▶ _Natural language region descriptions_
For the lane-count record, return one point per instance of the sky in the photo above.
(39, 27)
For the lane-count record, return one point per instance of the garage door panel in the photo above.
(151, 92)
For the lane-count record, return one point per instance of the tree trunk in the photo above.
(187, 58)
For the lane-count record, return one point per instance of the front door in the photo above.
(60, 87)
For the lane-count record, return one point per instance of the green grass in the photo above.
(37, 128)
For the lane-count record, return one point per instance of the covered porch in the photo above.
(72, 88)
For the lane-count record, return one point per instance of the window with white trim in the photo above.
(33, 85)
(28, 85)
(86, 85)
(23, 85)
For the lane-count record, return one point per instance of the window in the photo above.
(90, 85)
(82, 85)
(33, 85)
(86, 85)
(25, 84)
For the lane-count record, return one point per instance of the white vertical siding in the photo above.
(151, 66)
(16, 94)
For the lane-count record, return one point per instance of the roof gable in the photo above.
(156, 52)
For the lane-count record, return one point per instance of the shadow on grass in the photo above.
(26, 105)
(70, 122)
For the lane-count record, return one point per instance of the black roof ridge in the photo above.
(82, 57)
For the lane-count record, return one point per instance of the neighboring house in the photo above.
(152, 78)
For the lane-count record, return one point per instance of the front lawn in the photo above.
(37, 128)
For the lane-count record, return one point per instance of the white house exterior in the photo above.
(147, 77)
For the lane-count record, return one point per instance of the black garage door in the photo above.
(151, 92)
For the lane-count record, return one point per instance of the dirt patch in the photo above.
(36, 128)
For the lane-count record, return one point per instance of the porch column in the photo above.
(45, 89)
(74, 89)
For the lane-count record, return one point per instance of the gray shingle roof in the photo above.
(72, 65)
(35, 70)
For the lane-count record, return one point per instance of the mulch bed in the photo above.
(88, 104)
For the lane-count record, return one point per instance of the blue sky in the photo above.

▶ _WHAT TO DO_
Every record listed above needs to be written out again exactly.

▶ _SOLUTION TO THIS EXERCISE_
For the lane-count record, return one point per instance of the sky in the photo above.
(39, 27)
For the lane-count record, return one point per instance of the garage door panel in the photo above.
(151, 92)
For the lane-count record, return one point per instance of the tree trunk in the photo above.
(187, 58)
For the lane-count record, return one point per instance of the front door in the photo above.
(60, 87)
For the lane-count record, return one point per instance of the green grass in the photo above.
(37, 128)
For the lane-count record, return one point per instance of the covered porch in the photo above.
(72, 88)
For the lane-count record, return one point per instance of the window with white trim in the photo above.
(33, 85)
(28, 85)
(86, 85)
(23, 85)
For the lane-count record, return one point per instance of the window in the photo above.
(90, 85)
(82, 85)
(33, 85)
(86, 85)
(25, 84)
For the lane-count record, return one point per instance of the white vertical siding in the photo above.
(151, 66)
(16, 94)
For the lane-count record, return one point per instance of the roof gable in the photo above.
(156, 52)
For the lane-count record, return one point per instance of the shadow on grass in the photo above.
(26, 105)
(70, 122)
For the lane-count record, return one point per instance of the black roof ridge in the photo above.
(82, 57)
For the lane-count record, return one point per instance of the neighboring house in the photo above.
(152, 78)
For the lane-count record, return one point per instance of the front lawn in the photo above.
(37, 128)
For the lane-count record, return one point per instance of the white house exterior in the photo above.
(147, 77)
For the lane-count record, return one point per instance of the black garage door in the photo above.
(151, 92)
For the lane-count record, return one point per instance of the dirt patch in the photo above.
(36, 128)
For the lane-count record, return one point per instance of the porch column in the photo above.
(45, 89)
(74, 89)
For the lane-count record, return one point per instance of the gray shingle roof in the photo above.
(72, 65)
(35, 70)
For the lane-count record, return one point per instance of the mulch bed in the photo above.
(88, 104)
For the lane-count record, return one point per instance of the blue sky in the photo above.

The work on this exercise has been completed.